Text block:
· · · · · · ·

Linda Metcalf, Teaching Toward Solutions, Crown House Publishing, £19.99; Sam. M Intrator, Tuned in and Fired Up, Yale University Press, £15.95
There’s something of a flurry of education books by American authors at the moment. You can spot them because they flash their educational credentials so brazenly. This first book is by Linda Metcalf, PhD, a school counsellor and coordinator for safe and drug-free schools in Texas.
If England and America are divided by a common language, it affects our classroom practice too. I can’t imagine many teachers addressing their students with: “Guys, good practice at football today” and “Wow, I can’t believe your performance today”.
Yet Linda Metcalf PhD has an important central point. Her premise is that we often talk to students in a negative way. We say things like “Sue, you have the ability, you just need to apply yourself”. Instead of adopting this problem-orinetated approach, she suggests that we should take a “solution-focused motivational approach”. This means thinking of our students’ goals and envisaging the future as we want it to be: “Sue, I realise that you have passed four out of the last six tests. When you put your mind to it, you are certainly successful”.

· · · · · · ·

Data shown:
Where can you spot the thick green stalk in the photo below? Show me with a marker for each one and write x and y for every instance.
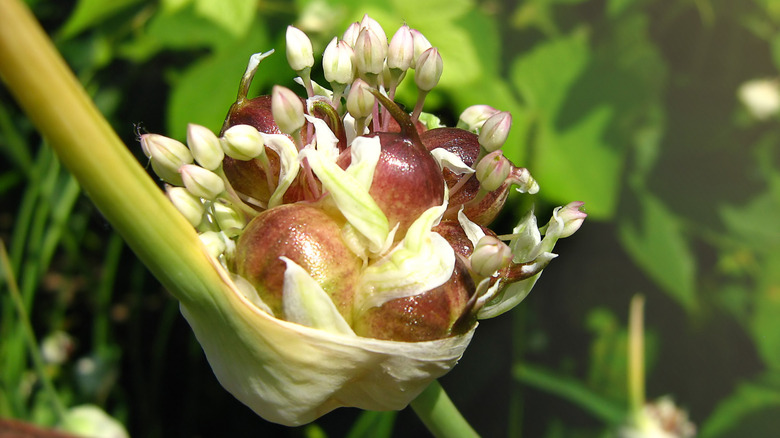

· · · · · · ·

Set tasks:
1. In the book review, translate the sentence "Her premise is that we often talk to students in a negative way." into Spanish.
2. According to the book review, how can the current education books by American authors be recognized? Answer in one to three sentences.
3. Continue the book review from the point where it stops.

Results for each task:
1. Su premisa es que a menudo hablamos con los estudiantes de manera negativa.

2. They can be spotted because they flash their educational credentials so brazenly. The review points to the first book, which is presented as being by Linda Metcalf, PhD, a school counsellor and coordinator for safe and drug-free schools in Texas.

3.
She illustrates her point convincingly and provides many useful templates for re-shaping students’ behaviour. But however good the idealism, the tone is alien, and it is hard to fathom publishers who think that an American import like this will translate without adjustment to the UK market.
Sam M Intrator’s Tined in & Fired Up reminds me of a host of education books published in the 1960s. Then the vista of education revealed limitless opportunity and writers like David Holbrook wrote about personal growth, maturity, and creativity. It was genuinely liberating stuff. This book also has a similarly worthy aim: to pin down those apparently indefinable moments in the classroom when a teacher inspires her or his students.
The author uses a number of case-studies. For example, Mr Quinn takes his class to the school field to write about nature. He creates a classroom rich in displays and colour. He plays music when students are writing their reading journals.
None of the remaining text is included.